▸ THE REQUEST:
Format the lines from the one containing "Would you be willing to mark the concrete patio" through the one containing "column 128, row 344", both included, as a JSON list of strings with one string per line and blank lines omitted.

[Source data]

◇ ◇ ◇ ◇

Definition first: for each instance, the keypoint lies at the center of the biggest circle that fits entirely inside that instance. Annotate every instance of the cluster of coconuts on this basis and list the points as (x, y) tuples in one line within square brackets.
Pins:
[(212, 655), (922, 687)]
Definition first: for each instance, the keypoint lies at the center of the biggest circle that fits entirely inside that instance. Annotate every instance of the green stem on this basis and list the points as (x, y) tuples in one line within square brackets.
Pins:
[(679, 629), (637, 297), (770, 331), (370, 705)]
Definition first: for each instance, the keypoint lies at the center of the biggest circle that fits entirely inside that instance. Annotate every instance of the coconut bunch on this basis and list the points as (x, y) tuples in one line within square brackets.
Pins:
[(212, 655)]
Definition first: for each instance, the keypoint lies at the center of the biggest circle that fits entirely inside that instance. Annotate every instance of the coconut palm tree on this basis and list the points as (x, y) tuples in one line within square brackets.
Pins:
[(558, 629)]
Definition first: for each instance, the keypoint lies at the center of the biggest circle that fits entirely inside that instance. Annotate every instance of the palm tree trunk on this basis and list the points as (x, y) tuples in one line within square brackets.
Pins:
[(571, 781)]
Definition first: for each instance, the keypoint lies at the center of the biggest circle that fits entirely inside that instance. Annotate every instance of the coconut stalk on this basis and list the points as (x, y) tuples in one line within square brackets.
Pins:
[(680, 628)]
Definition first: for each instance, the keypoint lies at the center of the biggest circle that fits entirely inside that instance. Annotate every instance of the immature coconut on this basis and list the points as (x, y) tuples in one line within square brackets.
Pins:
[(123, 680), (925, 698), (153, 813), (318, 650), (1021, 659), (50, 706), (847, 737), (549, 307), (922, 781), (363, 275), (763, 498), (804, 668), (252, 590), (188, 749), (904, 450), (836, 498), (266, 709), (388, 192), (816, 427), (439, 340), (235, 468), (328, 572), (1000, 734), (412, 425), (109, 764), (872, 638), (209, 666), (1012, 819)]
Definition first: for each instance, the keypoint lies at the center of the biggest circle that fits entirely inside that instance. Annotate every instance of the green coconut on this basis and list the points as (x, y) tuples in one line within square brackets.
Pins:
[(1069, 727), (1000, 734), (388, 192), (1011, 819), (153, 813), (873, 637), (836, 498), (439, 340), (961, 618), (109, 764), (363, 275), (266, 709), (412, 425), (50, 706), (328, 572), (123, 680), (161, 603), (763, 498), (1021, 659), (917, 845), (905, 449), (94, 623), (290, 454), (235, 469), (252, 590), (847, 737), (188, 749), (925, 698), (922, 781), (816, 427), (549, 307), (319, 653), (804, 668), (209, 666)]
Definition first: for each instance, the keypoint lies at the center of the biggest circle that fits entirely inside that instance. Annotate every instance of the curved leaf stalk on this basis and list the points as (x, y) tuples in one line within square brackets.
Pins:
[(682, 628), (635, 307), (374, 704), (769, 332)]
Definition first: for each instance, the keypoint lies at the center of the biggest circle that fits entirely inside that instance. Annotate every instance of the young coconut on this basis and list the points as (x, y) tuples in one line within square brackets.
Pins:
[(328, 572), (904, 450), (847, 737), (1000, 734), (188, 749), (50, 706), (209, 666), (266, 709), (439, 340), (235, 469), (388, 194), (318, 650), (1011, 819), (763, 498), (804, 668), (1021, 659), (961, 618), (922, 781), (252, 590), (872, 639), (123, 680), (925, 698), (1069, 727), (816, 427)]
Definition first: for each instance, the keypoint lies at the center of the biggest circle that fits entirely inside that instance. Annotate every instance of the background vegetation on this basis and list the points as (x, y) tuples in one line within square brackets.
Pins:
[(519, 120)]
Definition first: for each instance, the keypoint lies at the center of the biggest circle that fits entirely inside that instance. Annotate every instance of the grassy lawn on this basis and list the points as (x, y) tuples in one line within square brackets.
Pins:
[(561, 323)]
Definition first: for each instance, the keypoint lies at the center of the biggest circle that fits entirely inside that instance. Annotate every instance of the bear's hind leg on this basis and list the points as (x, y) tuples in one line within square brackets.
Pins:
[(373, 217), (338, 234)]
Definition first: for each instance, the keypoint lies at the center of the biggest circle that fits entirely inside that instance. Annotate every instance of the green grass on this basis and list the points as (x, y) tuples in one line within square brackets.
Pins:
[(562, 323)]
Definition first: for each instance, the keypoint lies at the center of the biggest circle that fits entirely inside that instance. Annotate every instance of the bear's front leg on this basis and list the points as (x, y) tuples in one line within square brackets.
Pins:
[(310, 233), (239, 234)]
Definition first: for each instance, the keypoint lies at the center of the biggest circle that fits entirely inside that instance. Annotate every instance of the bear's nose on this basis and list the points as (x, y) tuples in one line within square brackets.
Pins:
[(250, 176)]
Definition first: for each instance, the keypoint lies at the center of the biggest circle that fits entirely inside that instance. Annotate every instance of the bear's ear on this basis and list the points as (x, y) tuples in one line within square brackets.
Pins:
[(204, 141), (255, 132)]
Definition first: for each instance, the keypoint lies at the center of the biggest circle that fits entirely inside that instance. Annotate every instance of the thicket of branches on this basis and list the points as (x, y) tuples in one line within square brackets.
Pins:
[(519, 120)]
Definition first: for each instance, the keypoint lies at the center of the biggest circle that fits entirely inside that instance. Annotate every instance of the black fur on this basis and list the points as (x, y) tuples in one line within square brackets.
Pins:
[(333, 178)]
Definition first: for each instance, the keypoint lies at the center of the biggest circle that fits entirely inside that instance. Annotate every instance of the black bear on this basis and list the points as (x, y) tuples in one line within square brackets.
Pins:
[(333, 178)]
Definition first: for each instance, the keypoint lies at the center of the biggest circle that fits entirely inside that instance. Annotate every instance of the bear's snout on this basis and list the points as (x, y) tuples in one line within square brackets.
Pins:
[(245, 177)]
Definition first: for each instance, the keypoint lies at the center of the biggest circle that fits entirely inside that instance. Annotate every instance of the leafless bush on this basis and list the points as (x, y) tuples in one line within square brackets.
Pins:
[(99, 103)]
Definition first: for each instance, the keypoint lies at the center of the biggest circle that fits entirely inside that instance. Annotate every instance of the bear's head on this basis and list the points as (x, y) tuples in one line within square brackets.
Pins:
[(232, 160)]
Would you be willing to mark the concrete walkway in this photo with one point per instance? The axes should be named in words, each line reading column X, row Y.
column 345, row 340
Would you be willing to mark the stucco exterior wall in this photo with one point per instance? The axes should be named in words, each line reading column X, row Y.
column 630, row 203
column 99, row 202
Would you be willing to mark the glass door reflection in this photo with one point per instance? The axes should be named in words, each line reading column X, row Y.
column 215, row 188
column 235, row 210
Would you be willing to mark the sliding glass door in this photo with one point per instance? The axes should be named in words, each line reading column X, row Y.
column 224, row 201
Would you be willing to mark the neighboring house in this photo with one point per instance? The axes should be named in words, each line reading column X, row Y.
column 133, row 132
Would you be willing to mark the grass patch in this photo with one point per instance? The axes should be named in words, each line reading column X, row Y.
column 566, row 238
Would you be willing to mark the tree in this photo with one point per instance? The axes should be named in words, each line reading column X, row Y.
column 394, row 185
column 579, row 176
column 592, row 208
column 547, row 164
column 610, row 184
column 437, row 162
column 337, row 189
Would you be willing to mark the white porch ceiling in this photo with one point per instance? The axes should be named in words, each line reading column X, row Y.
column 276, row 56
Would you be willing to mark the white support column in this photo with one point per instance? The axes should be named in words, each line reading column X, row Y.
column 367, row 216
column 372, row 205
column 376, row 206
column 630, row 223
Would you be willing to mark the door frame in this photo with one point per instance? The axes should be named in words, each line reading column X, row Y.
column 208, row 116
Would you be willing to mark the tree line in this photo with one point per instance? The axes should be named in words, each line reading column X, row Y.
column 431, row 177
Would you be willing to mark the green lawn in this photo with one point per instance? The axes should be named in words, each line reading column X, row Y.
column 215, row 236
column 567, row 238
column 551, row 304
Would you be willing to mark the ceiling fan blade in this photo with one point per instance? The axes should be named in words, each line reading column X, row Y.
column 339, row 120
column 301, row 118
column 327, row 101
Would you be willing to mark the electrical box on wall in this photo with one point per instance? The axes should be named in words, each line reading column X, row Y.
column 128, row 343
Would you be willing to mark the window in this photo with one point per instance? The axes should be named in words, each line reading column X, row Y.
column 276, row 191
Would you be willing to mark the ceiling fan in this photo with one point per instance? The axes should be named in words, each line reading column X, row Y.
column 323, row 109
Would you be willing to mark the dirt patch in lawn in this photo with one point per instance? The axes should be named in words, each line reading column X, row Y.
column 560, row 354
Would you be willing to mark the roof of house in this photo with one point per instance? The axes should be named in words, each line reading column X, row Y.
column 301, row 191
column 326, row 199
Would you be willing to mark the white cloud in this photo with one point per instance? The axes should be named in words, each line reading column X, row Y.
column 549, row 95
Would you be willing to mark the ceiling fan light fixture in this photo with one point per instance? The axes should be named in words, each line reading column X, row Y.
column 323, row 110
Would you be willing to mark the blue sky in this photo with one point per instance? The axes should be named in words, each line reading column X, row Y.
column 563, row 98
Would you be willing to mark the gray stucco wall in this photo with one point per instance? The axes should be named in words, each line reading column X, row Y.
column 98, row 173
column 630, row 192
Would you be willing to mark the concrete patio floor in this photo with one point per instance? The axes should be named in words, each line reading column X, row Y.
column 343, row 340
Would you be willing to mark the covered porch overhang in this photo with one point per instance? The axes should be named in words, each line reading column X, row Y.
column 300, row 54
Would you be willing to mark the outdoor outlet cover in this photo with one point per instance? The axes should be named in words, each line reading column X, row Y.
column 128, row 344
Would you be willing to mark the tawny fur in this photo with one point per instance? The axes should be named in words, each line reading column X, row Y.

◇ ◇ ◇ ◇

▸ ANSWER IN FULL:
[
  "Would you be willing to mark the concrete patio floor in this photo with one point per instance? The axes should be named in words, each line reading column X, row Y.",
  "column 343, row 340",
  "Would you be willing to mark the covered porch overhang in this photo with one point per instance? The axes should be named in words, each line reading column X, row Y.",
  "column 300, row 54",
  "Would you be willing to mark the outdoor outlet cover in this photo with one point per instance? The axes should be named in words, each line reading column X, row Y.",
  "column 128, row 344"
]